Texto apresentado =
M. Competindo ao sujeito passivo, com referência a cada período de tributação, a determinação do lucro tributável, seguindo para o efeito a metodologia descrita pelo legislador fiscal, visando a tributação do rendimento real efetivo, deve este efectuar o acréscimo tendo por vista desconsiderar, como manda a lei, a totalidade dos encargos suportados com a aquisição das participações sociais, sendo certo que, se o não faz, legitima a AT a efectuar correcções ao apuramento do LT para efeitos da desconsideração dos custos suportados com a aquisição das referidas participações.
N. O contribuinte tem para com a AT o dever de lhe prestar esclarecimentos sobre a sua situação tributária, no caso, de esclarecer as razões que poderiam levar a concluir que dos custos por ele reflectidos no apuramento do LT quase nenhuns respeitavam a encargos financeiros com a aquisição de participações sociais nas condições referidas no art. 31.º, n.º 2 do EBF.

Material de apoio =
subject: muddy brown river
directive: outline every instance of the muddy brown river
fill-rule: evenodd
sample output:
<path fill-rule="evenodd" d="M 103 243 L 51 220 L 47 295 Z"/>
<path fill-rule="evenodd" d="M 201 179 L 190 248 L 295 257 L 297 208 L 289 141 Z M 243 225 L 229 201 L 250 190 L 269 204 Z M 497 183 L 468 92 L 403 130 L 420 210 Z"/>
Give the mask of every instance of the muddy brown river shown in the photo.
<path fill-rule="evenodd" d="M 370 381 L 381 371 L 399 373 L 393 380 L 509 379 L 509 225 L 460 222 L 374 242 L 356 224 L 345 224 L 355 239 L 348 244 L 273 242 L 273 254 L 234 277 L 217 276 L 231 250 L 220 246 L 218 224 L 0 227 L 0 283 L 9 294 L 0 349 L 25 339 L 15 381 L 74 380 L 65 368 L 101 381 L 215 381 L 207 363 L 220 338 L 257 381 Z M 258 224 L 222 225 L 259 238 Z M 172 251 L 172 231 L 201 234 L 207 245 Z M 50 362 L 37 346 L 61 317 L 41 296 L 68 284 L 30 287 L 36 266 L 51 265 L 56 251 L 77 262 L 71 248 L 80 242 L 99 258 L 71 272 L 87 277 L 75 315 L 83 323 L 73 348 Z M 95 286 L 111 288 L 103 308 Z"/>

Exercício proposto 1 = Imprima, sem qualquer alteração, o trecho do texto apresentado que começa nas palavras "N. O contribuinte" e termina em "n.º 2 do EBF.".
Exercício proposto 2 = Apresente novamente, linha a linha e sem alterações, todos os registos que figuram acima.

Resolução escrita 1 =
N. O contribuinte tem para com a AT o dever de lhe prestar esclarecimentos sobre a sua situação tributária, no caso, de esclarecer as razões que poderiam levar a concluir que dos custos por ele reflectidos no apuramento do LT quase nenhuns respeitavam a encargos financeiros com a aquisição de participações sociais nas condições referidas no art. 31.º, n.º 2 do EBF.

Resolução escrita 2 =
subject: muddy brown river
directive: outline every instance of the muddy brown river
fill-rule: evenodd
sample output:
<path fill-rule="evenodd" d="M 103 243 L 51 220 L 47 295 Z"/>
<path fill-rule="evenodd" d="M 201 179 L 190 248 L 295 257 L 297 208 L 289 141 Z M 243 225 L 229 201 L 250 190 L 269 204 Z M 497 183 L 468 92 L 403 130 L 420 210 Z"/>
Give the mask of every instance of the muddy brown river shown in the photo.
<path fill-rule="evenodd" d="M 370 381 L 381 371 L 399 373 L 393 380 L 509 379 L 509 225 L 460 222 L 374 242 L 356 224 L 345 224 L 355 239 L 348 244 L 273 242 L 273 254 L 234 277 L 217 276 L 231 250 L 220 246 L 218 224 L 0 227 L 0 283 L 9 294 L 0 349 L 25 339 L 15 381 L 74 380 L 65 368 L 101 381 L 215 381 L 207 363 L 220 338 L 257 381 Z M 258 224 L 222 225 L 259 238 Z M 172 251 L 172 231 L 201 234 L 207 245 Z M 50 362 L 37 346 L 61 317 L 41 296 L 68 284 L 30 287 L 36 266 L 51 265 L 56 251 L 77 262 L 71 248 L 80 242 L 99 258 L 71 272 L 87 277 L 75 315 L 83 323 L 73 348 Z M 95 286 L 111 288 L 103 308 Z"/>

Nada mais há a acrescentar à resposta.